Leave the pictures out and quote only the lines from the one with "Point out every instance of the forest floor" down to the end of the listing below.

================================

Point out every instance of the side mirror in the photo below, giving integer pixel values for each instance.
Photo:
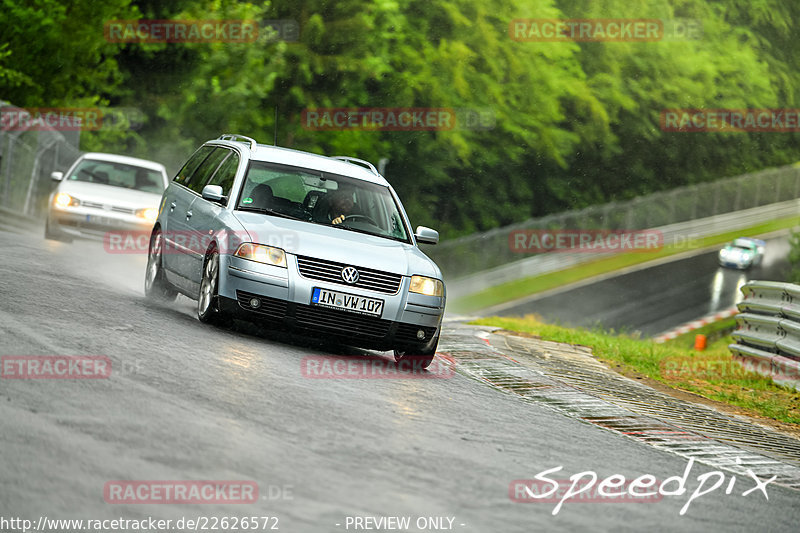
(213, 193)
(426, 235)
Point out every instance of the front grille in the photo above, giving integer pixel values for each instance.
(271, 307)
(330, 271)
(114, 208)
(341, 321)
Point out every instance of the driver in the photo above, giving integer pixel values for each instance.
(341, 206)
(143, 180)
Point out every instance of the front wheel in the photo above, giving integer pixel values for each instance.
(156, 288)
(418, 358)
(208, 310)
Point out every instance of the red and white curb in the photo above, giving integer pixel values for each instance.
(695, 324)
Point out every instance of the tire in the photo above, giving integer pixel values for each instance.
(156, 288)
(418, 358)
(208, 309)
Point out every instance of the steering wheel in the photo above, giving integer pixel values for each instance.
(365, 217)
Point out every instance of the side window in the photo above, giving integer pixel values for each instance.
(204, 172)
(185, 174)
(226, 173)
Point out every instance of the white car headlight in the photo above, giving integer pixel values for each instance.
(427, 286)
(261, 254)
(63, 200)
(150, 214)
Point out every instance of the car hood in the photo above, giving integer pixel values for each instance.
(334, 244)
(108, 194)
(736, 254)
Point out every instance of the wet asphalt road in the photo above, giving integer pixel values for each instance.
(654, 300)
(186, 401)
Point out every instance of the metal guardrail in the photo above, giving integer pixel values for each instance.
(483, 260)
(678, 234)
(768, 331)
(27, 157)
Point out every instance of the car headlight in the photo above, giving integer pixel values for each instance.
(427, 286)
(63, 200)
(150, 214)
(261, 254)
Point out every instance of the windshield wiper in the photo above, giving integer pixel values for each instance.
(365, 232)
(266, 211)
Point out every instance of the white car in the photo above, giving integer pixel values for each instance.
(104, 192)
(742, 253)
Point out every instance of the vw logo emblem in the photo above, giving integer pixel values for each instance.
(350, 275)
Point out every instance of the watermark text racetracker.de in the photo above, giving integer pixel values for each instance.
(55, 367)
(605, 30)
(330, 367)
(397, 119)
(736, 367)
(51, 119)
(731, 120)
(226, 242)
(588, 487)
(180, 31)
(149, 523)
(534, 241)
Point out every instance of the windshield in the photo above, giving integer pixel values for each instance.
(118, 175)
(322, 198)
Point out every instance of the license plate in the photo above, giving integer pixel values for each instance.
(347, 302)
(105, 221)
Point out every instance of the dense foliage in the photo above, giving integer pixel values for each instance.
(575, 123)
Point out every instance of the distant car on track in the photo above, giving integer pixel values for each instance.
(742, 253)
(104, 192)
(296, 240)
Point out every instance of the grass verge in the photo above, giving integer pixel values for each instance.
(711, 373)
(527, 286)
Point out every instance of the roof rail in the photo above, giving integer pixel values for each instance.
(355, 161)
(238, 138)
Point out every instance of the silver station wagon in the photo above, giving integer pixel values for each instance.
(296, 240)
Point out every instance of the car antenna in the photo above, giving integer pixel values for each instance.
(275, 138)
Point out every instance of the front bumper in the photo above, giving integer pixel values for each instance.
(94, 224)
(734, 264)
(409, 321)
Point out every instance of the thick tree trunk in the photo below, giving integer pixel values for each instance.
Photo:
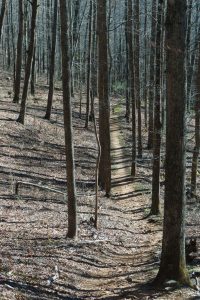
(173, 264)
(69, 148)
(155, 206)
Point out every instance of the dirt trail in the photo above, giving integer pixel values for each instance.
(120, 256)
(122, 183)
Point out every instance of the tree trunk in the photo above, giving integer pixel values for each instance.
(52, 63)
(152, 76)
(137, 74)
(28, 63)
(104, 105)
(89, 67)
(71, 188)
(173, 264)
(131, 81)
(19, 53)
(3, 9)
(155, 206)
(197, 132)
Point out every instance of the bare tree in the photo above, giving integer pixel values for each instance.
(69, 148)
(173, 263)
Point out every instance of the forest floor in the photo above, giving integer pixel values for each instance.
(117, 261)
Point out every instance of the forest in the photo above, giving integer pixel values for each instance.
(100, 141)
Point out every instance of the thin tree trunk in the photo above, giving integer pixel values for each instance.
(3, 9)
(104, 105)
(155, 206)
(69, 148)
(89, 66)
(22, 113)
(152, 76)
(197, 132)
(19, 53)
(131, 81)
(52, 63)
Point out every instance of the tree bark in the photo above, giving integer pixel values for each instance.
(197, 131)
(52, 63)
(155, 205)
(69, 147)
(19, 53)
(104, 105)
(3, 9)
(22, 113)
(173, 263)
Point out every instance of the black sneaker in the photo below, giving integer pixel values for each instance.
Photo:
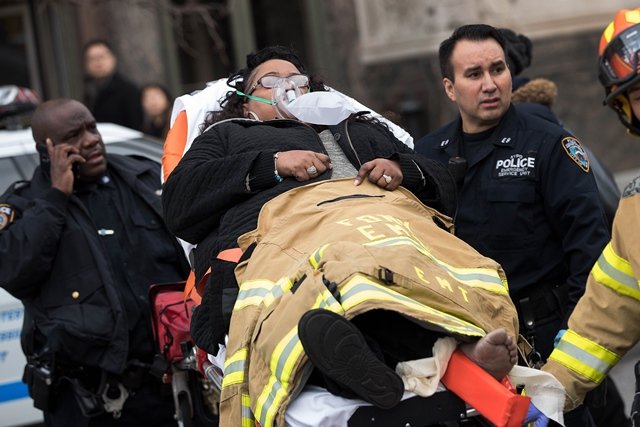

================================

Answer to this exercise.
Point out every instance of the forest floor in the photo above, giving integer pixel values for each instance.
(117, 261)
Point out every instance of the forest in the photo above, giving integer pixel values for each instance.
(100, 141)
Point out every instance of the thin tree trunk in the photo above, giving integer pixel values for each instance.
(3, 9)
(104, 105)
(155, 206)
(69, 148)
(89, 66)
(22, 113)
(152, 76)
(197, 132)
(19, 53)
(131, 81)
(52, 63)
Point out every instance of the tree bark in the photo above, giving integer pixel values for each instance.
(197, 131)
(52, 63)
(155, 205)
(69, 147)
(19, 53)
(104, 105)
(3, 9)
(22, 113)
(173, 263)
Point out every instance of the black sneaker in the photo below, giving integer pixel values for each instance.
Photo:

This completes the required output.